Can you write out the material below again with "example of the format" swapped for "format sample" everywhere, keeping every other line unchanged and leaving out the pictures?
---------- Data records ----------
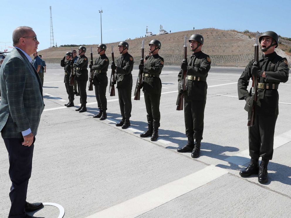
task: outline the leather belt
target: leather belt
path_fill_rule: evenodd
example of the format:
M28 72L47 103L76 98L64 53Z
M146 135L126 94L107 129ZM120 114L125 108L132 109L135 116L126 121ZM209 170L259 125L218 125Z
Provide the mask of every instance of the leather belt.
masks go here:
M153 76L154 77L159 77L159 76L157 76L157 75L154 74L145 74L145 77L150 77L150 76Z
M258 88L262 89L278 89L279 87L279 84L273 83L258 83Z
M205 77L202 77L196 76L189 76L189 75L187 76L187 79L188 80L196 80L196 81L206 81L206 78Z

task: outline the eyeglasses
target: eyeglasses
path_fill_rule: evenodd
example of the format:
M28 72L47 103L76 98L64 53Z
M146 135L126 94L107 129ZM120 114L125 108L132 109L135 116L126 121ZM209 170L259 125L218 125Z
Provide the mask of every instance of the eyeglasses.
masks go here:
M37 38L36 37L36 36L33 36L33 37L26 37L26 36L25 36L24 37L21 37L21 38L33 38L34 39L34 41L35 41L35 42L36 42L36 41L37 41ZM18 40L19 40L19 39L20 39L20 38L19 38L19 39L18 39Z

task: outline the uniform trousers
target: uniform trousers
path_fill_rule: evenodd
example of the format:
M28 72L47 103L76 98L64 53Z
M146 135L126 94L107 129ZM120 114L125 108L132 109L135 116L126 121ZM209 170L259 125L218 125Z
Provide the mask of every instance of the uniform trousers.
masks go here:
M95 95L97 100L98 108L102 110L107 110L107 99L106 98L107 86L101 84L94 85Z
M202 140L204 128L204 109L206 101L188 100L187 95L184 95L184 116L186 136L188 140Z
M248 127L250 156L252 158L258 159L261 156L272 160L275 125L278 117L278 115L255 113L254 125Z
M24 218L26 213L26 203L28 182L31 174L34 143L30 147L22 144L23 138L4 138L8 152L9 176L12 184L9 196L11 207L9 218Z
M148 113L147 118L149 126L154 128L160 127L160 120L161 114L160 113L160 101L161 98L161 93L149 93L144 92L145 102L146 108Z
M80 103L83 106L86 107L87 103L87 92L86 92L87 81L77 80L77 85L80 94Z
M118 88L118 98L122 119L131 116L131 89Z

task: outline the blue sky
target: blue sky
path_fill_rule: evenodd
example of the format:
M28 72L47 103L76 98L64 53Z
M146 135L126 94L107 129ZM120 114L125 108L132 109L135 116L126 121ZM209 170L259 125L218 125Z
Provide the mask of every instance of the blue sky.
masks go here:
M159 31L160 24L172 33L193 29L194 27L195 29L272 30L282 36L291 38L289 1L200 1L89 0L81 3L75 0L2 0L0 42L12 42L13 30L26 25L32 27L37 35L39 50L49 47L50 6L55 43L56 42L58 46L101 43L98 11L101 8L103 43L144 36L147 26L148 31L156 33ZM6 46L12 47L12 42L6 43ZM5 47L4 43L0 43L0 50Z

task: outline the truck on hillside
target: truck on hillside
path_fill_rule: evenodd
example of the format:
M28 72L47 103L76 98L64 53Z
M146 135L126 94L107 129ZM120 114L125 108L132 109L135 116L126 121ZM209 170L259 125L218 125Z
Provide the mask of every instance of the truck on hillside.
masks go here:
M148 32L148 26L146 26L146 37L148 36L151 36L153 35L155 35L155 34L152 33L151 32Z
M160 33L157 33L157 35L163 35L163 34L168 33L167 31L163 29L163 26L161 25L160 25Z

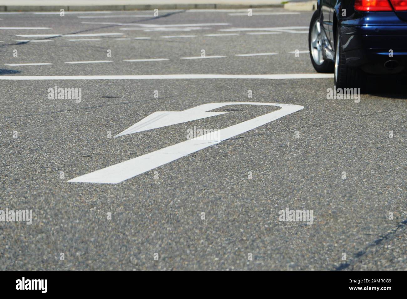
----------
## Solution below
task: outline the leather belt
target: leather belt
path_fill_rule: evenodd
format sample:
M28 72L47 103L76 98L64 53Z
M146 135L126 94L107 129ZM120 114L125 108L132 109L135 116L126 121ZM209 170L259 125L218 125Z
Provide the mask of every instance of the leather belt.
masks go here:
M153 76L154 77L159 77L159 76L157 76L157 75L154 74L145 74L145 77L150 77L150 76Z
M258 88L262 89L278 89L279 87L279 84L273 83L258 83Z
M205 77L202 77L196 76L189 76L189 75L187 76L187 79L188 80L196 80L196 81L206 81L206 78Z

task: outline the eyeglasses
target: eyeglasses
path_fill_rule: evenodd
format sample:
M28 72L47 103L76 98L64 53Z
M146 135L126 94L107 129ZM120 114L125 108L132 109L135 116L126 121ZM209 170L259 125L218 125Z
Provide the mask of every instance of the eyeglasses.
masks go here:
M37 38L36 37L36 36L33 36L33 37L26 37L26 36L25 36L24 37L21 37L21 38L33 38L34 39L34 41L35 41L35 42L36 42L36 41L37 41ZM18 40L19 40L19 39L20 39L20 38L19 38L19 39L18 39Z

task: outline the uniform trousers
target: uniform trousers
path_fill_rule: evenodd
format sample:
M28 72L47 103L76 98L64 53Z
M146 135L126 94L107 129ZM120 114L125 108L132 109L135 116L126 121ZM209 170L259 125L218 125Z
Provide the mask of every instance of the uniform trousers.
masks go here:
M95 95L97 100L98 108L102 110L107 110L107 99L106 98L107 86L101 84L94 85Z
M202 140L204 128L204 109L206 101L188 100L187 95L184 95L184 116L186 136L188 140Z
M248 127L250 156L252 158L258 159L261 156L272 160L275 125L278 117L278 115L255 113L254 125Z
M24 218L26 213L26 203L28 182L31 174L34 143L30 147L22 144L23 138L4 138L8 152L9 176L12 184L9 196L11 207L9 218Z
M148 113L147 118L149 126L154 128L160 127L160 120L161 114L160 113L160 101L161 98L161 93L149 93L144 92L145 102L146 108Z
M80 103L83 106L86 107L87 103L87 92L86 92L87 81L77 80L77 85L80 94Z
M118 88L118 98L122 119L131 116L131 89Z

task: outline the blue sky
target: blue sky
path_fill_rule: evenodd
format sample:
M28 72L47 103L76 98L64 53Z
M146 135L126 94L107 129ZM120 114L125 108L132 109L135 116L126 121ZM209 170L259 125L218 125Z
Provide the mask of every instance of the blue sky.
masks go here:
M159 31L160 24L172 33L193 29L194 27L195 29L272 30L282 36L291 38L289 1L200 1L89 0L81 3L75 0L2 0L0 42L12 42L13 30L26 25L32 27L37 35L39 50L49 47L50 6L55 43L56 42L58 46L101 43L98 11L101 8L103 43L144 36L147 26L148 31L156 33ZM6 46L12 47L12 42L6 43ZM5 47L4 43L0 43L0 50Z

task: outline the truck on hillside
target: truck on hillside
path_fill_rule: evenodd
format sample:
M28 72L47 103L76 98L64 53Z
M146 135L126 94L107 129ZM120 114L125 108L132 109L135 116L126 121ZM209 170L259 125L218 125Z
Provide the mask of every instance of the truck on hillside.
masks go here:
M148 32L148 26L146 26L146 37L148 36L151 36L153 35L155 35L155 34L152 33L151 32Z
M160 33L157 33L157 35L163 35L163 34L168 33L167 31L163 29L163 26L161 25L160 25Z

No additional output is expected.